▶ [VORLIEGENDER TEXT]:

§

Vor 85 Jahren kam Albert Einstein an die Preußische Akademie der Wissenschaften

Seinen 35. Geburtstag am 14. März hatte er noch in Zürich gefeiert, wo der 1879 in Ulm geborene, in München aufgewachsene, später am Patentamt in Bern beschäftigte Albert Einstein (BM 4/95) seit 1909 eine Professur innehatte und Routinevorlesungen an der eidgenössischen Technischen Hochschule hielt. Zwei Wochen später, am Sonntag, dem 29. März 1914, traf der Mann, der schon als 26jähriger mit seiner Formel E = mc2 das Tor zu einem neuen Zeitalter der Physik aufgestoßen hatte, auf dem Bahnhof Zoo in Berlin ein, um seine Arbeit als ordentliches Mitglied der Preußischen Akademie der Wissenschaften aufzunehmen. Eine Stellung, die es ihm ermöglichen würde, sich künftig frei von materiellen Sorgen ganz auf seine mathematisch- physikalischen Forschungen zu konzentrieren. Denn für ein Jahresgehalt von 12 000 Mark – das höchste, das damals in Deutschland für einen Professor gezahlt wurde – sollte er keine weiteren formellen Verpflichtungen haben, als einmal in der Woche, donnerstags Nachmittag, an

den Sitzungen der Akademie teilzunehmen.
     Die Berufung hatte Einstein vor allem seinem berühmten Berliner Kollegen Max Planck (1858–1947) zu verdanken, der damals zwar nicht mit allen wissenschaftlichen Thesen Einsteins einverstanden war, aber in ihm »eine außerordentliche Kraft« sah, die es »nach Möglichkeit zu nutzen« galt. Mit dieser Begründung Plancks jedenfalls war Einstein bereits im Juli 1913 mit 44 gegen 2 Stimmen zum Mitglied der preußischen Wissenschaftsakademie gewählt worden.1) Und Planck persönlich hatte gemeinsam mit Walther Nernst (1864–1941) Einstein damals in Zürich besucht, um dessen Zustimmung einzuholen.

§

Schreiben Sie den Text über Einsteins Berufung an die Preußische Akademie der Wissenschaften im Anschluss an seinen letzten Satz weiter.

▶ [BEREITGESTELLTES MATERIAL]:
§

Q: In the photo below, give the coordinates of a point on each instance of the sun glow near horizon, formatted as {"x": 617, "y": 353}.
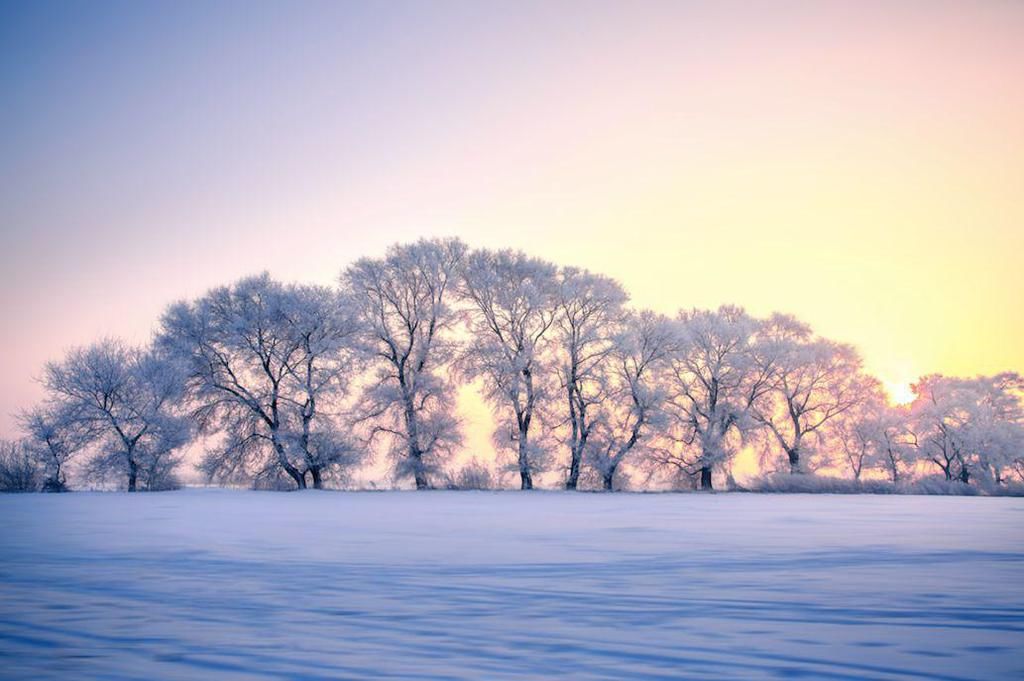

§

▶ [ERGEBNIS]:
     »Die Herren Berliner spekulieren mit mir wie mit einem Leghuhn. Aber ich weiß nicht, ob ich noch Eier legen kann«, soll Einstein in seiner humorig- schnoddrigen Art einmal im Kreis Züricher Freunde gesagt haben.2) Doch neben persönlichen Bedenken – er fürchtete für Berlin Konflikte zwischen seiner Frau Mileva und seiner dort ansässigen Cousine Elsa, mit der er ein heimliches Liebesverhältnis hatte – waren es vor allem politische, die ihn zögern ließen, in die Hauptstadt des deutschen Kaiserreiches zu kommen.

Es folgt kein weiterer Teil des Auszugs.